[Stored data entries]

========

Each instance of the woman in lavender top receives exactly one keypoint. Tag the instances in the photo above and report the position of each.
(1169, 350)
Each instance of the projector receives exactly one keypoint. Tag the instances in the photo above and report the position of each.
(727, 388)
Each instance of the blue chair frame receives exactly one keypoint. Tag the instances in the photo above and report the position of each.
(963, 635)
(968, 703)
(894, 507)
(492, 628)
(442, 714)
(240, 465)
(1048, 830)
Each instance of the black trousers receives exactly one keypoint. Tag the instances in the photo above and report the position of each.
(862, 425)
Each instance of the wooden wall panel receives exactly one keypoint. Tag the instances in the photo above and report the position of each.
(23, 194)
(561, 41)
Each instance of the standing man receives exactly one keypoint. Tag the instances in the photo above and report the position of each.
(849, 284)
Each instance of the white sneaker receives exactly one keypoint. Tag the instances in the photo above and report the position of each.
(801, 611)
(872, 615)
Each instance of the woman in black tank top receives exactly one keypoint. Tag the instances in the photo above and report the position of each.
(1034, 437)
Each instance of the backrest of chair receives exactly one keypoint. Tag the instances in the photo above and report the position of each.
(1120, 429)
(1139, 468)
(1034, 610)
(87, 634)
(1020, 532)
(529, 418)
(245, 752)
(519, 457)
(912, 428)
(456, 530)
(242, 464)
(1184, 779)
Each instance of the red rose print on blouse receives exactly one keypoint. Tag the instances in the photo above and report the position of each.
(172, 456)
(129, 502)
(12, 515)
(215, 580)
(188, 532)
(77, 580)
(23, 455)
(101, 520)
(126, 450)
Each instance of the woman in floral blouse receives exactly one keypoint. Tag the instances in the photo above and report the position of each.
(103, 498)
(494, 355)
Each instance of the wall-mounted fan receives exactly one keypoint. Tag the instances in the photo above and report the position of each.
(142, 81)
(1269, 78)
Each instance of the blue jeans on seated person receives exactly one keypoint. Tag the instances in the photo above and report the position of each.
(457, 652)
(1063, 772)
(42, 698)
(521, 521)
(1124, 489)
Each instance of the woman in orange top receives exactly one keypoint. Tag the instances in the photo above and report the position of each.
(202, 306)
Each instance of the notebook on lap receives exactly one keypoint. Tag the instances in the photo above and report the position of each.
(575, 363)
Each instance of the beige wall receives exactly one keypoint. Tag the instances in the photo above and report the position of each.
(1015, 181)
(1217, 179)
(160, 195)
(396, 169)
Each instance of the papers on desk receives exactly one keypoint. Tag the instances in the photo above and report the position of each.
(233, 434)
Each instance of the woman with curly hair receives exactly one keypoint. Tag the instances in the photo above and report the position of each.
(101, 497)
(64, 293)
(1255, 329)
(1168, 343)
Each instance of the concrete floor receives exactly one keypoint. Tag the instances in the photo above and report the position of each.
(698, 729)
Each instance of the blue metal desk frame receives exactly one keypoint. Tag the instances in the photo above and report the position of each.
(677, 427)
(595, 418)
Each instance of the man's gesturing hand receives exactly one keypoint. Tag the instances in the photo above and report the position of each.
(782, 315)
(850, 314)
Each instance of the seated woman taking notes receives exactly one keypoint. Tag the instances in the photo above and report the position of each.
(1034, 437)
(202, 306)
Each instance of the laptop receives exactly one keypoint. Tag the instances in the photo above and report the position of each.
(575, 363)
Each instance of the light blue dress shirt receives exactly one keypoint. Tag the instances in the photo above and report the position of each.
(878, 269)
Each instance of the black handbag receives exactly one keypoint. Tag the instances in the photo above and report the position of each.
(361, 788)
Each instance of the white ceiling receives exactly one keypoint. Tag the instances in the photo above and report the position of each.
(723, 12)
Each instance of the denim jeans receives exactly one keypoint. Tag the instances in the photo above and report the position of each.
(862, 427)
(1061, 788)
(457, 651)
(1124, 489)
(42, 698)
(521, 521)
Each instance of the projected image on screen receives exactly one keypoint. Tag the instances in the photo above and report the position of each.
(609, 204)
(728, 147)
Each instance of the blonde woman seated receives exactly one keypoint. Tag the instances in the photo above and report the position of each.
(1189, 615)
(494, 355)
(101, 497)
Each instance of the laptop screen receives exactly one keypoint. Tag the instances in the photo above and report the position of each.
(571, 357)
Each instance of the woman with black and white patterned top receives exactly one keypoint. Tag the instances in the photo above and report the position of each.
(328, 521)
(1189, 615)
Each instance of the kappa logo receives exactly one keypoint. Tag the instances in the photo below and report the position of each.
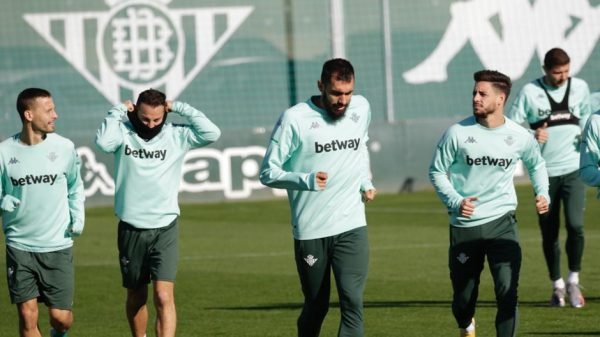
(139, 43)
(462, 258)
(52, 156)
(502, 34)
(310, 260)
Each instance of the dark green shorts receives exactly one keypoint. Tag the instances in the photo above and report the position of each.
(147, 254)
(49, 277)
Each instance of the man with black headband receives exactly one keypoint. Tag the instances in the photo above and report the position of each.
(149, 155)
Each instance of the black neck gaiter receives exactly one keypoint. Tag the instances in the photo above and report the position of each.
(142, 129)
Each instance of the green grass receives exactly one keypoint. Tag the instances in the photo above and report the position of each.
(237, 275)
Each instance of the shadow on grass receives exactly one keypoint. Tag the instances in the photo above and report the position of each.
(388, 304)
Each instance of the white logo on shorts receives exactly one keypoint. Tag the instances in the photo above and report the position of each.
(310, 260)
(462, 258)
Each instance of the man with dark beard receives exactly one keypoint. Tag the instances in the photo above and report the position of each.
(472, 172)
(318, 153)
(149, 155)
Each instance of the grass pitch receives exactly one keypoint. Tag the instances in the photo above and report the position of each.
(237, 275)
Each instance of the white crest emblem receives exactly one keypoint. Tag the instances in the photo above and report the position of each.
(139, 43)
(310, 260)
(462, 258)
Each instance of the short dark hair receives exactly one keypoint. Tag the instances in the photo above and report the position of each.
(26, 98)
(151, 97)
(341, 68)
(498, 80)
(556, 57)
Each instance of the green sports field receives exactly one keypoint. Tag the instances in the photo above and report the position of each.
(237, 276)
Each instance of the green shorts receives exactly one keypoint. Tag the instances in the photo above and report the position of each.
(49, 277)
(147, 254)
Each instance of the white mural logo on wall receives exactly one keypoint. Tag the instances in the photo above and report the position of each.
(139, 44)
(233, 171)
(525, 30)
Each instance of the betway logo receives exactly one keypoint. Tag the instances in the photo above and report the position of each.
(30, 179)
(143, 154)
(337, 145)
(489, 161)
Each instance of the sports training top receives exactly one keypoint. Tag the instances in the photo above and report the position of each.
(305, 141)
(46, 178)
(532, 105)
(147, 173)
(474, 161)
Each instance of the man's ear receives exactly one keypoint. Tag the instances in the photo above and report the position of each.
(28, 115)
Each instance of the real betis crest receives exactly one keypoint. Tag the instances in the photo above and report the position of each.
(138, 44)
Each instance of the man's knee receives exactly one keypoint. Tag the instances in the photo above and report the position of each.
(61, 320)
(28, 314)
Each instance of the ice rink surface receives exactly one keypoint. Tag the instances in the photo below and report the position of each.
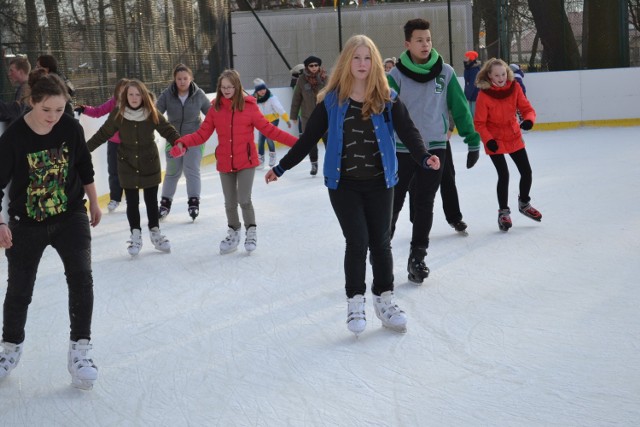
(537, 326)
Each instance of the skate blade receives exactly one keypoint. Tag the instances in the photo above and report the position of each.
(228, 251)
(400, 329)
(82, 384)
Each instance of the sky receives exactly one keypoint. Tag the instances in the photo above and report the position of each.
(536, 326)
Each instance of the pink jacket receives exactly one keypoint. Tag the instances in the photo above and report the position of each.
(236, 148)
(100, 111)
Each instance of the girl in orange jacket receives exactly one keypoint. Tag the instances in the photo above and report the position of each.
(496, 121)
(234, 117)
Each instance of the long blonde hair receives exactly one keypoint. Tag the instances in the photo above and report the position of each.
(237, 100)
(147, 100)
(377, 90)
(482, 79)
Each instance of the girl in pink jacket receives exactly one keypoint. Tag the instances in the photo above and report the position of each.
(115, 191)
(235, 117)
(495, 119)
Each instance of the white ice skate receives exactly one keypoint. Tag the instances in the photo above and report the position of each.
(160, 242)
(251, 240)
(81, 367)
(135, 244)
(9, 358)
(389, 313)
(231, 242)
(356, 319)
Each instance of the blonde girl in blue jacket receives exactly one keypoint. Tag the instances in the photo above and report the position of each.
(359, 111)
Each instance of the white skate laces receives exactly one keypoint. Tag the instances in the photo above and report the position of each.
(135, 244)
(81, 367)
(356, 319)
(9, 358)
(389, 313)
(160, 242)
(230, 243)
(251, 240)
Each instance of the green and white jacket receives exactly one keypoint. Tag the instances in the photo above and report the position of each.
(430, 91)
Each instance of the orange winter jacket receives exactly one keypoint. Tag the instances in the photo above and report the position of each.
(495, 116)
(236, 148)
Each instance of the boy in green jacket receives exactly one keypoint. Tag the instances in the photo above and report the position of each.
(430, 89)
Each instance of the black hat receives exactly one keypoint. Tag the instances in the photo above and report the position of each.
(312, 60)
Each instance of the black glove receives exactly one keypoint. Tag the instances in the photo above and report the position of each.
(526, 125)
(472, 158)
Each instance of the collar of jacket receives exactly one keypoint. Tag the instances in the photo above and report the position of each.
(174, 89)
(422, 73)
(500, 92)
(264, 98)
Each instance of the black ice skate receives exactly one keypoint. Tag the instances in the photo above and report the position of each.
(194, 207)
(504, 219)
(460, 227)
(417, 269)
(164, 209)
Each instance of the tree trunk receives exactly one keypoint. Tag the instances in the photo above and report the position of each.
(122, 47)
(34, 36)
(556, 35)
(605, 49)
(56, 40)
(215, 32)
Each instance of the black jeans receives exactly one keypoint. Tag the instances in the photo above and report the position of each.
(422, 185)
(521, 160)
(133, 209)
(71, 238)
(363, 210)
(448, 189)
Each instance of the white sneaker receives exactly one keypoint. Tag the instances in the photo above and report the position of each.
(251, 240)
(231, 242)
(160, 242)
(135, 244)
(356, 319)
(389, 313)
(81, 367)
(9, 358)
(112, 206)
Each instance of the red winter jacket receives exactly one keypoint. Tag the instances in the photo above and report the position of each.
(236, 148)
(495, 116)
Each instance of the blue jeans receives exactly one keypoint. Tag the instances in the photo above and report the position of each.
(70, 236)
(363, 209)
(270, 143)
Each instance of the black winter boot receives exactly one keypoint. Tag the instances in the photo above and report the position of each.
(416, 267)
(194, 207)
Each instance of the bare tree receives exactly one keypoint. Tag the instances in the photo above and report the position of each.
(556, 35)
(55, 36)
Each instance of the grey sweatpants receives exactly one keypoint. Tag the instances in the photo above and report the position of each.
(190, 164)
(236, 187)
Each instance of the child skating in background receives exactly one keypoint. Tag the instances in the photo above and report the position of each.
(496, 121)
(137, 119)
(234, 117)
(272, 109)
(115, 190)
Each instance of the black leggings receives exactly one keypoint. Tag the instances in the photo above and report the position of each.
(133, 208)
(521, 160)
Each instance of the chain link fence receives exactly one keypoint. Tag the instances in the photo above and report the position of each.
(97, 42)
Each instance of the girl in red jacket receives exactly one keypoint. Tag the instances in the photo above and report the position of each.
(495, 119)
(234, 117)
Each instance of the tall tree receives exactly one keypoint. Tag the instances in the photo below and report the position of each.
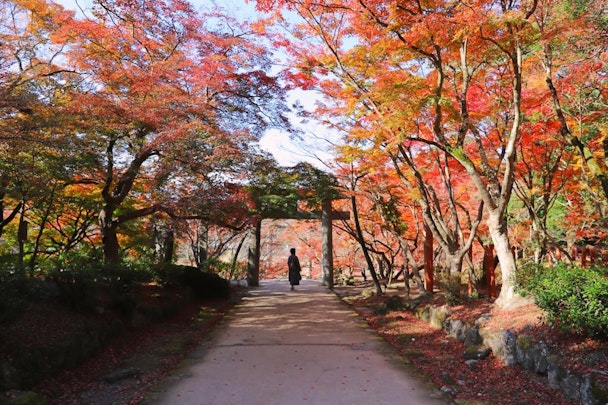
(162, 84)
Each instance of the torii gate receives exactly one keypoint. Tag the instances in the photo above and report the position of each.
(327, 263)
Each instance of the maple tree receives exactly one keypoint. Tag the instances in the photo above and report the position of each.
(160, 89)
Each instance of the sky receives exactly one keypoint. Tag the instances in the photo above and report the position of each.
(312, 147)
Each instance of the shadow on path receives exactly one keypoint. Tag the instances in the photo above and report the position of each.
(285, 347)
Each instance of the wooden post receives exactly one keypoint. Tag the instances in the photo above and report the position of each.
(253, 257)
(428, 259)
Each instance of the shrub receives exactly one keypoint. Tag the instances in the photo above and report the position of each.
(575, 299)
(204, 283)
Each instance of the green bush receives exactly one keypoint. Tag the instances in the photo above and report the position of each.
(204, 283)
(575, 299)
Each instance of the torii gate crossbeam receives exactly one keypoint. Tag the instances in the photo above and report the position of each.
(327, 273)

========

-- Description of the task --
Exactly the lines from the one containing "Each instance of the shadow on path" through the final line above, and only those, should be given again.

-- Output of the exercise --
Each instance of the shadow on path receives exactly one keypoint. Tag the instances in the photo above and report the position of each.
(285, 347)
Each instance of the wooden post receives exactly one keypoint. Tag the instances in the photo above and report the position of each.
(253, 257)
(428, 259)
Each instance of the shrub receives exactly one keypoint. Tag the instances in the photo above and report the position of each.
(575, 299)
(204, 283)
Each instance of the green bush receives exactly one keypoint. Tag the instances in the photo above and report the position of each.
(204, 283)
(575, 299)
Each instance of the torii gate crossbeam receives exactly one keypoint. Tag the instances in the photo above and report the position of each.
(327, 273)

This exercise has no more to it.